EXCERPTED RECORDS start
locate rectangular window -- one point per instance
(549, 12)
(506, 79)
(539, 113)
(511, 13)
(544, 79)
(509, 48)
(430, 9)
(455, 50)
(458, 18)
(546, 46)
EXCERPTED RECORDS end
Write out the lines above exactly as they appear, character for character.

-- SOLUTION TO THE EXERCISE --
locate rectangular window -- one point per instance
(549, 12)
(506, 79)
(539, 113)
(511, 13)
(544, 79)
(509, 48)
(430, 9)
(455, 50)
(458, 18)
(546, 46)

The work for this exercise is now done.